[BEGIN Task material]
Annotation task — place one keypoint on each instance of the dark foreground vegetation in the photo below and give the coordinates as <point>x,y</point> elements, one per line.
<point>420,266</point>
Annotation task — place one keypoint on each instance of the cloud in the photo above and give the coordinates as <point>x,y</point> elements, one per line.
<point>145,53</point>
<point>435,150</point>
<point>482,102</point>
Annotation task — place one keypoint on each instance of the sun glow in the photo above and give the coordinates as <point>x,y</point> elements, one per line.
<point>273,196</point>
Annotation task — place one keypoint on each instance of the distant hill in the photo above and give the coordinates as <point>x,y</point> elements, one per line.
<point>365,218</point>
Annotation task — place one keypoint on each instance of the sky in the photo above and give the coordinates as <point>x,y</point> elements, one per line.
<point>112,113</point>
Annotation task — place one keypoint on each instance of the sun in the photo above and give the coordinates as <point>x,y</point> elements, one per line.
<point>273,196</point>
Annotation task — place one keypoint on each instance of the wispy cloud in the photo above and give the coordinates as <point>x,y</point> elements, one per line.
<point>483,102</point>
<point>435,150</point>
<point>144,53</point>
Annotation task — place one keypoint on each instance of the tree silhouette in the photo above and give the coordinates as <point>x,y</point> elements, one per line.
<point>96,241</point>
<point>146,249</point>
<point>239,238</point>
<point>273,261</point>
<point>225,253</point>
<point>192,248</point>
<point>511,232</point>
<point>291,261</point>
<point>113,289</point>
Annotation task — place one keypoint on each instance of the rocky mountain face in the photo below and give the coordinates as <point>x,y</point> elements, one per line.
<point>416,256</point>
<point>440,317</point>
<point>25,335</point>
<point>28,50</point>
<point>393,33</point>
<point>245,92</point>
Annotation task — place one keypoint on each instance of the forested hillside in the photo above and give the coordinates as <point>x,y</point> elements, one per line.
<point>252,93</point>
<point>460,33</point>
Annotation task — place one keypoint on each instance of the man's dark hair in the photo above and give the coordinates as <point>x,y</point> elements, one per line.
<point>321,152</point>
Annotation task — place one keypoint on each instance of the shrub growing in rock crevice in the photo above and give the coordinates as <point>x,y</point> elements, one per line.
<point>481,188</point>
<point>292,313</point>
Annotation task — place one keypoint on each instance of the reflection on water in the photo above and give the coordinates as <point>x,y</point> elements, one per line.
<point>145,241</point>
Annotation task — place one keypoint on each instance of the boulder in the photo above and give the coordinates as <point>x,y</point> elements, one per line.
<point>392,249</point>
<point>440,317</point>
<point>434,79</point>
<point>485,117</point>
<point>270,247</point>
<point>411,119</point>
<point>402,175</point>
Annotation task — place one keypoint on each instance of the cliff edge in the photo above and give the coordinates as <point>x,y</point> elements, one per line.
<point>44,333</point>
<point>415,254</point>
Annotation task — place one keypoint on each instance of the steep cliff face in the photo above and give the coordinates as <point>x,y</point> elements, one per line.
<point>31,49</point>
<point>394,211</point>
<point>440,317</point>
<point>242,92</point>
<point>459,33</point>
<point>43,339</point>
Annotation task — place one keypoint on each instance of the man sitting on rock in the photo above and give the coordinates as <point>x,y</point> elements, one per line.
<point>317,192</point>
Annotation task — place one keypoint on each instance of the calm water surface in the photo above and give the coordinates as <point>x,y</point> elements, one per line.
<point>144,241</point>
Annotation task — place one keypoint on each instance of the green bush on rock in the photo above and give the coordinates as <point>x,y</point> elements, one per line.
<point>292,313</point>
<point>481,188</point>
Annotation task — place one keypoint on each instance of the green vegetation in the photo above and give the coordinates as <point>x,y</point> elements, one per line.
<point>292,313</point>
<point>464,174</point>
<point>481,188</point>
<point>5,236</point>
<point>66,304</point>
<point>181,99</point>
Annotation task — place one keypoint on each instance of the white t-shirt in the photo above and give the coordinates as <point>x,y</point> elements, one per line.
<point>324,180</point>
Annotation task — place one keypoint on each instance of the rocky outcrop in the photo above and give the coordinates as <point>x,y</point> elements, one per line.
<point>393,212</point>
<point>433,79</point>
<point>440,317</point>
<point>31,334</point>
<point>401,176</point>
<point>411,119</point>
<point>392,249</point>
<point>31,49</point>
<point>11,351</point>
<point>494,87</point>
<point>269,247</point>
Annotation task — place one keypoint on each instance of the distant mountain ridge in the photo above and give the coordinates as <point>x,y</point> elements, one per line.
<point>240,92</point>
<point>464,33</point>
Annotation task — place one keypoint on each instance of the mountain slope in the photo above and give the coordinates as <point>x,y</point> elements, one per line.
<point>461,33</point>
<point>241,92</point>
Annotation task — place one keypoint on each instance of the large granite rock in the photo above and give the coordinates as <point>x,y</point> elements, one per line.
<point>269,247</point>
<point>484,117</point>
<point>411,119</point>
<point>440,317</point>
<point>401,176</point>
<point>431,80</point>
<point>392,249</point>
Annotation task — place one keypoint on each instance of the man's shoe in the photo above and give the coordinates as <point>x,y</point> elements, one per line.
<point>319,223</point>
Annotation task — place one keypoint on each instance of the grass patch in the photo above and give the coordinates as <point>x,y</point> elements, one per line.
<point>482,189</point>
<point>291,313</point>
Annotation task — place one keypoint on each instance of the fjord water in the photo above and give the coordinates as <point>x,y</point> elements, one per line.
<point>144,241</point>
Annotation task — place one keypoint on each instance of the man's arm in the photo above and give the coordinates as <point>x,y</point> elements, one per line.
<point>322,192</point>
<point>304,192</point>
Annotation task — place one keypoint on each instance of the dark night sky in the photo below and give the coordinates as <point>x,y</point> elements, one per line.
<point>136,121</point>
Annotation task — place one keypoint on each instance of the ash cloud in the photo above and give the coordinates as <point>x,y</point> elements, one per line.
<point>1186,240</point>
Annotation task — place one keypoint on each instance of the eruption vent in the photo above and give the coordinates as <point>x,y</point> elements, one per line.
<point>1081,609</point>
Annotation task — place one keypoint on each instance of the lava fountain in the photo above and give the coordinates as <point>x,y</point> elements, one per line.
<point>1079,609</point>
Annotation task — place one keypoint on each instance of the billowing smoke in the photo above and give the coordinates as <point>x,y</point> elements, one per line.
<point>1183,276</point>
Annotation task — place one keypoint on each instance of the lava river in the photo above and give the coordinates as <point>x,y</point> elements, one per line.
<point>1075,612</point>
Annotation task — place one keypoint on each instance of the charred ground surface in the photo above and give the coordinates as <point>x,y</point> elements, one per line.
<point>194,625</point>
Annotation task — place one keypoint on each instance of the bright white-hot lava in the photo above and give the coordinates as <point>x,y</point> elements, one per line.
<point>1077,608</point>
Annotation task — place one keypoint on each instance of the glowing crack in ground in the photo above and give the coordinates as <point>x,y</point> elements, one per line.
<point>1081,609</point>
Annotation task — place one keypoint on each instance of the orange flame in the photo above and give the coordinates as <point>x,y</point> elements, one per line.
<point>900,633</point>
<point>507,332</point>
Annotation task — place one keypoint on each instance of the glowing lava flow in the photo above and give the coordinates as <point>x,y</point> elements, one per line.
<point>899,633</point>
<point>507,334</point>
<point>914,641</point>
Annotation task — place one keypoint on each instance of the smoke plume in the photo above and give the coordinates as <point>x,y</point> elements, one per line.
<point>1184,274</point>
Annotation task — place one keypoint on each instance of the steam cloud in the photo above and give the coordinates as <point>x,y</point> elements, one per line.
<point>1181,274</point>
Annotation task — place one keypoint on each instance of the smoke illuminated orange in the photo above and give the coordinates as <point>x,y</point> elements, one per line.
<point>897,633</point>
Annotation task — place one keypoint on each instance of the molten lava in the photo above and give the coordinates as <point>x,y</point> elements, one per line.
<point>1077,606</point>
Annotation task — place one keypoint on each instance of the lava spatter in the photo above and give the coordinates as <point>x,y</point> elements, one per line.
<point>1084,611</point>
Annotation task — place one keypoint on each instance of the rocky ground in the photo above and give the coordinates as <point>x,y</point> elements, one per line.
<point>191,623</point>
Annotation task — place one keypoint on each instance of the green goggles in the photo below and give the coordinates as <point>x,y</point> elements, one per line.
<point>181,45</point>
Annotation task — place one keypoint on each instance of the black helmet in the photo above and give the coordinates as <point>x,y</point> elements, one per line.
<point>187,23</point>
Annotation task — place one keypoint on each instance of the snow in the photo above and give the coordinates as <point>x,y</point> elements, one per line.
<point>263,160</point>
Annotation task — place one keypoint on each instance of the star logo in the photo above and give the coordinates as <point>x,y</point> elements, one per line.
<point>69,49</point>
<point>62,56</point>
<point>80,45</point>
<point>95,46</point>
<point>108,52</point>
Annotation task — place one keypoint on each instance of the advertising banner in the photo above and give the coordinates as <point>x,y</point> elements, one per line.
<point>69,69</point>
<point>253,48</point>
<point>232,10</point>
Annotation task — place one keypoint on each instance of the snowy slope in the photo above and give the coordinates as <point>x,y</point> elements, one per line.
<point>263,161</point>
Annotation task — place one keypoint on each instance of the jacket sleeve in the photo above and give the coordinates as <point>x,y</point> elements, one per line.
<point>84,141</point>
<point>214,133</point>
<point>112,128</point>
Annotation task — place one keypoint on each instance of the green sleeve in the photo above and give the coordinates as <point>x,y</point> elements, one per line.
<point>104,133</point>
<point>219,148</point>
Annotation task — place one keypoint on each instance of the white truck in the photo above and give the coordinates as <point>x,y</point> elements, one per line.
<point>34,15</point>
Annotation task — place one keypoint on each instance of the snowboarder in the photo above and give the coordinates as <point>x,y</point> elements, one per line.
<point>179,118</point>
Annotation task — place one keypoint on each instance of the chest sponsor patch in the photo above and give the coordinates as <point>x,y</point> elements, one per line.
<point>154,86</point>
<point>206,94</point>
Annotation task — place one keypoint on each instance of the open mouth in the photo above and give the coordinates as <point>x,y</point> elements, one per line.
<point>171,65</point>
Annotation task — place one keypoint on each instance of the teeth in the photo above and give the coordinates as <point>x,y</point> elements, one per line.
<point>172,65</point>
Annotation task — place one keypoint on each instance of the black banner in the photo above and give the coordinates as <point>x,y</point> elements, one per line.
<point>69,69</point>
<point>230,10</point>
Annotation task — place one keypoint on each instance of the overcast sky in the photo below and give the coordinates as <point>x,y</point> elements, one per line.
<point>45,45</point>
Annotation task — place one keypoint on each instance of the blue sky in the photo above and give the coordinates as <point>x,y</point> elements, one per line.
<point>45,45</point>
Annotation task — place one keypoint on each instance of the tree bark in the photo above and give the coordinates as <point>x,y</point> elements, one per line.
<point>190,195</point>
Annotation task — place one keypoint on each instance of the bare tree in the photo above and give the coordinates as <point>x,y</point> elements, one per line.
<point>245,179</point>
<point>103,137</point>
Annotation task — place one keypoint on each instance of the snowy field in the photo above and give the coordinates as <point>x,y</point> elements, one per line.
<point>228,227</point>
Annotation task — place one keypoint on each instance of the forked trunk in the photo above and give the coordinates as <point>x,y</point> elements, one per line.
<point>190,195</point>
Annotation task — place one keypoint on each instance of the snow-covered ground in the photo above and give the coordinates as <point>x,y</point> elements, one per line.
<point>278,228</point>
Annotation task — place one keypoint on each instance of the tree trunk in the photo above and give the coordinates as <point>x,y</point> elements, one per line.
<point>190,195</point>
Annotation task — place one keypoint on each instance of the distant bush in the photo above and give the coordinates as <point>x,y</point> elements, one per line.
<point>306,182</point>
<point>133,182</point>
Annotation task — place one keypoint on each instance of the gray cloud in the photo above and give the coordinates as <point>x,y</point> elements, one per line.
[END Task material]
• **Goal**: Rewrite the records from the start through the line containing "<point>482,102</point>", inclusive, with "keypoint" changed to "marker" and nothing else altered. Return only those lines.

• **Output for this exercise**:
Annotation task — place one marker on each instance of the dark foreground vegetation in the photo below and give the coordinates as <point>x,y</point> elements, one per line.
<point>420,266</point>
Annotation task — place one marker on each instance of the cloud in the photo above and give the coordinates as <point>x,y</point> elements, one per line.
<point>145,53</point>
<point>435,150</point>
<point>482,102</point>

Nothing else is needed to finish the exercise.